### Exercise objective
In the records below, take the line containing "In this exercise you will annotate each instance of the brown" and every line following it, and write them out exactly.

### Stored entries
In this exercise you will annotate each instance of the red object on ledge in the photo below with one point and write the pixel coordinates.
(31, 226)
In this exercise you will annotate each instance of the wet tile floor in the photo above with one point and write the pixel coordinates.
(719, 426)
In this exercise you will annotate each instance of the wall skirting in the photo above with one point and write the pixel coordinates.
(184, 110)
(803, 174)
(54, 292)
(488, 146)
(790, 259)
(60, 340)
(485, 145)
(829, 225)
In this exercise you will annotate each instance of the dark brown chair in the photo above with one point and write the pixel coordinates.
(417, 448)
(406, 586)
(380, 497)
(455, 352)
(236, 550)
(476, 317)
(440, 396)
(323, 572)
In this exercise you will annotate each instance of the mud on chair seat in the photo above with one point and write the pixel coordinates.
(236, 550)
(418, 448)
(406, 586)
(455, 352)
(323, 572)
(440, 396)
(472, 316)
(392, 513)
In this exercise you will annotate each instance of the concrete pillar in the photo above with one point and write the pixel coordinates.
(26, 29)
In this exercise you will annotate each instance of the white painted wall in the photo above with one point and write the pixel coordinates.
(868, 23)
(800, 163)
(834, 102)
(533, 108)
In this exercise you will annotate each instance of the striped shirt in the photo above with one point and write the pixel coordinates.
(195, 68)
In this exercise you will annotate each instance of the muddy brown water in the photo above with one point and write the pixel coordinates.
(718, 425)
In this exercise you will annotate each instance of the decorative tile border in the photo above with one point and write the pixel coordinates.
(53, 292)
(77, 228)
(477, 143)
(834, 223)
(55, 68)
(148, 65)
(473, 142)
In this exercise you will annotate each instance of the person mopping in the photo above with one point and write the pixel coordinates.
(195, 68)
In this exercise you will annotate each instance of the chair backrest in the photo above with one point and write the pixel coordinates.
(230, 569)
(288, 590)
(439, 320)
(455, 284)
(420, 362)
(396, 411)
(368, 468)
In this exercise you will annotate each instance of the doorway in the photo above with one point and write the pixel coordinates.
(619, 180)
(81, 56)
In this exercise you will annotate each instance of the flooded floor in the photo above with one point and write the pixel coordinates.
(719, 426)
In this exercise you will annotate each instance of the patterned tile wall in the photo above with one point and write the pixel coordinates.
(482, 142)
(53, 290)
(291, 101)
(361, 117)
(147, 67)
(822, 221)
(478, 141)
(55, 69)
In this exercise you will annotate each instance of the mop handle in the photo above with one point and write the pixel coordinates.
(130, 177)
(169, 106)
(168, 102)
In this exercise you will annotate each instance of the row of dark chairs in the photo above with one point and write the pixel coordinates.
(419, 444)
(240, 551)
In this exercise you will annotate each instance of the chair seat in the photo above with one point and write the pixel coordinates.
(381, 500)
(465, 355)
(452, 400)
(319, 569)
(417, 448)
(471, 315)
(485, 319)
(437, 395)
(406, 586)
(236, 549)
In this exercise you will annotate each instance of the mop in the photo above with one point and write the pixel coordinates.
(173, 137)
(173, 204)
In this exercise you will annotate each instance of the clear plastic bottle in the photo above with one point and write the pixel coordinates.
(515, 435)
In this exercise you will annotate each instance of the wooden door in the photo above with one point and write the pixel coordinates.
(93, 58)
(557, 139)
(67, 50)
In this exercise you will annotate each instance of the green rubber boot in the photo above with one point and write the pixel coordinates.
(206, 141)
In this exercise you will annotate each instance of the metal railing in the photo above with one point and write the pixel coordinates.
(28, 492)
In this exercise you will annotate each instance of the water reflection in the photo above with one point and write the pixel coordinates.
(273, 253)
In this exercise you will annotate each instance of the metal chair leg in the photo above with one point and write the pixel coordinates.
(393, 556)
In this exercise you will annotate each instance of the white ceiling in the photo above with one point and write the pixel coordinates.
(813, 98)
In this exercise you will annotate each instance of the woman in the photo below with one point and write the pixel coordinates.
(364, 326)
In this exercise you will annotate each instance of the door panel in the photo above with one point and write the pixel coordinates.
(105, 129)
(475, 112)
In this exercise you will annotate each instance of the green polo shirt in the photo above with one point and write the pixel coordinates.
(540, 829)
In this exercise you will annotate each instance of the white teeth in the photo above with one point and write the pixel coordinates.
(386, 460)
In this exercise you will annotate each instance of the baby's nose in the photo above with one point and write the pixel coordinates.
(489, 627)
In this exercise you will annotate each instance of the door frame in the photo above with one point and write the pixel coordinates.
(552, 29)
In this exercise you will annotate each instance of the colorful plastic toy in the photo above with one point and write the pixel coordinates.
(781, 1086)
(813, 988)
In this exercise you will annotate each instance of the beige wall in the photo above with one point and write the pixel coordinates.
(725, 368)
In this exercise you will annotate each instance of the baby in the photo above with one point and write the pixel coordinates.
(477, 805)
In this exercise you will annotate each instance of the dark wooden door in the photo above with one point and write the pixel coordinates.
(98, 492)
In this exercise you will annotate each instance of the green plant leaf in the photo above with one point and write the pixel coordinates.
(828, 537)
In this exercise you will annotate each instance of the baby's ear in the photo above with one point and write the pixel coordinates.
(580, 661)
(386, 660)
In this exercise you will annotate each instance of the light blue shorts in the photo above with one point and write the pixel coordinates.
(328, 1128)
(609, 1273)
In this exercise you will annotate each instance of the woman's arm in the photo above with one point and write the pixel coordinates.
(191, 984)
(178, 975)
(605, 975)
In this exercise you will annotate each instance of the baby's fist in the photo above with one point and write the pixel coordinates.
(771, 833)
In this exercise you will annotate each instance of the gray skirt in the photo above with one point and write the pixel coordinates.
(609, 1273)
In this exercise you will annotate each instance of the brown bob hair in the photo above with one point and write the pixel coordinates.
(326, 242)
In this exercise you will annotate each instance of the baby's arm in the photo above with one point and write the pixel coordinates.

### Answer for this exercise
In this exercise you will annotate each instance of the brown bob hair in the photo above with one point and write the pixel coordinates.
(326, 242)
In this exercise you will annotate each instance of the baby's arm in the photo above with one point and write the pixel coordinates.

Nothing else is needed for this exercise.